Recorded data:

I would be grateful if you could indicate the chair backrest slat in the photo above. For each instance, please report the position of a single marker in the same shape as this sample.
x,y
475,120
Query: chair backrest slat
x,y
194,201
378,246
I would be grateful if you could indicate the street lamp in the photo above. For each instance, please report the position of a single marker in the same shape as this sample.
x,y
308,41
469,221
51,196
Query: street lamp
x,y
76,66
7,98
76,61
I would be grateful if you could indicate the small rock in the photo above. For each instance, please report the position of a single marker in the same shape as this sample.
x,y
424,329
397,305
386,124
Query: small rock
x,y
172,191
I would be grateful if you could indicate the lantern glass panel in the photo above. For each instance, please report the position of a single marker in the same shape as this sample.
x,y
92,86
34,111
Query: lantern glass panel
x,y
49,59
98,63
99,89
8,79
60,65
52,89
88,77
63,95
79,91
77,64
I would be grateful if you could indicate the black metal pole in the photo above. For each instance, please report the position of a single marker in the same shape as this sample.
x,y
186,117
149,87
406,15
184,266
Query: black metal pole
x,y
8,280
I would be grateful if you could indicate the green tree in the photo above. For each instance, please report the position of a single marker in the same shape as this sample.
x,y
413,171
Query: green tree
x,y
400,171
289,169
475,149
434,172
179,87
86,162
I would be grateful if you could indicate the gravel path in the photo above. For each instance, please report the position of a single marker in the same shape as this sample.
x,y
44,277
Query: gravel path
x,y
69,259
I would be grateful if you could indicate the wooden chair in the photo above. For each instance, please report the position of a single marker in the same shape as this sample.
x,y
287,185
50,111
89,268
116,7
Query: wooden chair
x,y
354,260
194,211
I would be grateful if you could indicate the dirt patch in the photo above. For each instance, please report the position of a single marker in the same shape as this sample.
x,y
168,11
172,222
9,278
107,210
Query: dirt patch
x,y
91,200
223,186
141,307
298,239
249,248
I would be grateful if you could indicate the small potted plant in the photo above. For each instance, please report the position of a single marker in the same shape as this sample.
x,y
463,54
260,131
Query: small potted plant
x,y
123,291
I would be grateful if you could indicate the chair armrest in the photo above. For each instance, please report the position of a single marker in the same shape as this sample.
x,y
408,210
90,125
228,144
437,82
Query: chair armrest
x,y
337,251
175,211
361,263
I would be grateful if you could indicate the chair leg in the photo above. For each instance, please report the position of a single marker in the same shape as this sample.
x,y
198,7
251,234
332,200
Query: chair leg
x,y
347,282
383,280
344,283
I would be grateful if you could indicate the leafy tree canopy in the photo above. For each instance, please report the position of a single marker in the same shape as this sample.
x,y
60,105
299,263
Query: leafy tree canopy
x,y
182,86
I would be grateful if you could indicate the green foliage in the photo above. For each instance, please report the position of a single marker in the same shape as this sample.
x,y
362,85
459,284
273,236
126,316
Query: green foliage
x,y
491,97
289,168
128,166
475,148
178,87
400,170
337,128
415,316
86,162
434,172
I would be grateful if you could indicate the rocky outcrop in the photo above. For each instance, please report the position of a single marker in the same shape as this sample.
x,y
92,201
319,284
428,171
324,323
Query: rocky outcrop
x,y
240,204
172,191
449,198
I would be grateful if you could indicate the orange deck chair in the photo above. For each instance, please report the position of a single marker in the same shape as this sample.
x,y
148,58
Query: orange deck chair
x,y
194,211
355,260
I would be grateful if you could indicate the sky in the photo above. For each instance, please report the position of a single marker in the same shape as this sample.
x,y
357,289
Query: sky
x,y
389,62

→ **DESCRIPTION OF THE TASK**: Output each line of the entries exactly, so that nothing is lost.

→ **RESULT FOR THIS TASK**:
I would be grateful if you could indicate the chair backrest slat in the photo above. For each instance, please report the position of a single marker in the same shape as this sample.
x,y
475,120
Query: chair backrest slat
x,y
194,201
378,246
I would be grateful if you could indicate the street lamp in the photo above. For each instance, please report the position of a single marker in the same shape as this sample.
x,y
308,41
469,221
51,196
Query: street lamp
x,y
76,66
7,98
76,61
I would be grateful if you could indicate the small rock in the photo above. For each instance, please report the position of a single marker in the same shape as this sample.
x,y
424,329
397,305
386,124
Query: small rock
x,y
172,191
I would be grateful if you could indicate the lantern glass panel in the photo above. For each instance, please report the position of a single marker in the same shape as this sample.
x,y
92,86
34,111
Query: lantern glass panel
x,y
49,59
98,63
99,89
8,79
60,65
52,89
88,77
63,95
79,91
77,64
I would be grateful if you could indicate the black metal pole in the photo above. For each instance, please report the position of a single marker in the same shape as this sample.
x,y
186,117
149,87
406,15
184,266
Query: black metal pole
x,y
8,280
I would be grateful if you could indicate the green tree in the photo above. For each instance, please report the position of a single marker in the same shape as this sample.
x,y
413,171
Query: green tree
x,y
400,171
289,169
475,149
434,172
179,87
86,162
I would be grateful if you could indicate the gravel path in the photo above. For each instance, please report the position of a single marker in the same shape as this sample.
x,y
44,277
Query: gravel path
x,y
69,259
I would be grateful if you could indicate the wooden chair in the photo above. For each instance, please report the position of a single marker in the same shape as this sample.
x,y
287,185
50,111
89,268
116,7
Query: wooden chair
x,y
354,260
194,211
I would be grateful if you could indicate the dirt patch in the photo above. For each instance, please report the position of a single marker in the same shape as this sample.
x,y
168,11
172,222
9,278
107,210
Query: dirt patch
x,y
91,200
223,186
141,307
298,239
249,248
I would be grateful if you could indicate the small potted plant in the photo above. For each instance, please report the position of a single marker in the same shape as this sample.
x,y
463,54
260,131
Query: small potted plant
x,y
123,291
I would be grateful if you could indicate the chair armrest in the photo above. For each instance, please report the position of a single marker in the same shape as this sample.
x,y
408,210
90,125
228,144
437,82
Query: chair armrest
x,y
337,251
175,211
361,263
I would be grateful if you could indicate the chair leg in the photo above. For each instance, please report the position of a single marker in the same shape as this sample.
x,y
198,7
251,234
332,200
Query: chair leg
x,y
347,282
383,280
344,283
I would be grateful if you could indicate the leafy tree canopy in the photo above. For each instance, please report the position of a single marker in the same shape as this sample.
x,y
60,105
299,263
Query: leafy tree canopy
x,y
182,86
I would be grateful if you could indicate the green foliage in the photo above. For each instance, please report the position of a single marker in the same shape as this sample.
x,y
362,85
459,284
273,236
126,316
Query: green foliage
x,y
491,97
289,168
128,166
475,148
178,87
400,170
337,128
415,316
86,162
434,172
I would be grateful if you could indicate the rocky outcrop in the photo above. For each instance, please report the position of a single marker in the same shape as this sample.
x,y
92,201
319,284
428,171
324,323
Query: rocky outcrop
x,y
240,204
172,191
449,198
I would be grateful if you could indicate the orange deck chair in the photo above. For each instance, please report the position of a single marker in the same shape as this sample.
x,y
148,58
Query: orange deck chair
x,y
194,211
355,260
I would be grateful if you could indicate the sky in the photo above. For each instance, please report the position of a single marker in the same shape as this sample.
x,y
357,289
Query: sky
x,y
389,62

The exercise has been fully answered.